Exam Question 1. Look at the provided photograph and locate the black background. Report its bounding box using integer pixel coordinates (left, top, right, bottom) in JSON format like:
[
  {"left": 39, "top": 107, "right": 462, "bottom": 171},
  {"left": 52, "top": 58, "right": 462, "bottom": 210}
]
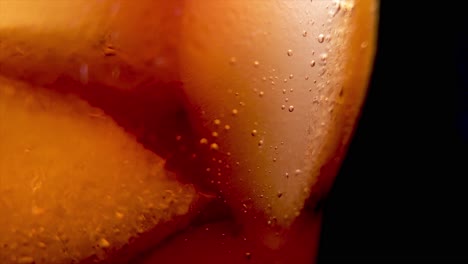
[{"left": 319, "top": 0, "right": 468, "bottom": 263}]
+---+
What is asked
Rewrite every line of the material, requests included, but multiply each bounding-box coordinate in the answers by 0.95 and round it to a whole number, rounding halves up. Keep the numbers in the requests and their format samples as they are, and leave the pictures out.

Written reply
Exam Question 1. Look at the provided photograph and locate the black background. Report its bounding box using integer pixel coordinates (left, top, right, bottom) in JSON format like:
[
  {"left": 39, "top": 107, "right": 462, "bottom": 171},
  {"left": 52, "top": 58, "right": 462, "bottom": 210}
]
[{"left": 303, "top": 0, "right": 445, "bottom": 250}]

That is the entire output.